Data supplied:

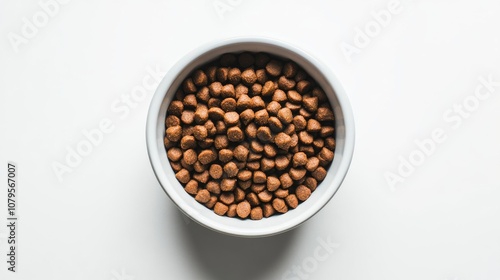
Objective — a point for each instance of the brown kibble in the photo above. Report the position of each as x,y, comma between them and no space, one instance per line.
294,97
261,117
228,91
279,205
225,155
312,164
310,103
200,132
203,196
286,84
258,103
303,86
275,124
283,141
305,137
264,134
201,114
227,198
290,69
211,73
190,101
200,78
251,130
324,114
234,134
279,96
299,122
234,76
285,115
256,213
265,196
292,201
299,159
244,102
213,187
330,143
243,209
221,142
273,183
227,185
241,90
297,173
231,118
274,68
256,89
211,202
268,210
239,195
174,154
326,131
268,89
326,155
187,117
222,74
220,209
259,177
188,86
228,104
216,113
282,162
261,76
267,164
175,108
207,156
190,157
319,174
245,175
215,89
286,180
231,212
231,169
313,125
172,121
302,192
245,59
241,153
248,77
203,94
174,133
253,199
311,183
191,187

Brief: Write the records out once more, exactly as they appear, with no pictures.

Result of this exercise:
Objective — a point for each instance of the brown kibble in the photo above. Report the position of each as x,y, comma between them and no space, one instance per line.
294,97
261,117
228,91
279,205
225,155
312,164
310,103
200,132
203,196
286,84
258,103
303,86
275,124
283,141
305,137
264,134
201,114
227,198
290,69
211,73
190,101
200,78
251,130
324,114
234,134
279,96
299,122
234,76
285,115
256,213
265,196
292,201
299,159
244,102
213,187
330,143
243,209
221,142
273,183
227,185
241,90
297,173
231,118
274,68
256,89
211,202
268,210
239,195
174,154
326,131
268,89
326,155
187,117
222,74
220,209
259,177
188,86
228,104
216,113
282,162
261,76
267,164
175,108
207,156
190,157
319,174
245,175
215,89
286,180
231,212
231,169
313,125
172,121
302,192
245,59
241,153
248,77
203,94
174,133
253,199
311,183
191,187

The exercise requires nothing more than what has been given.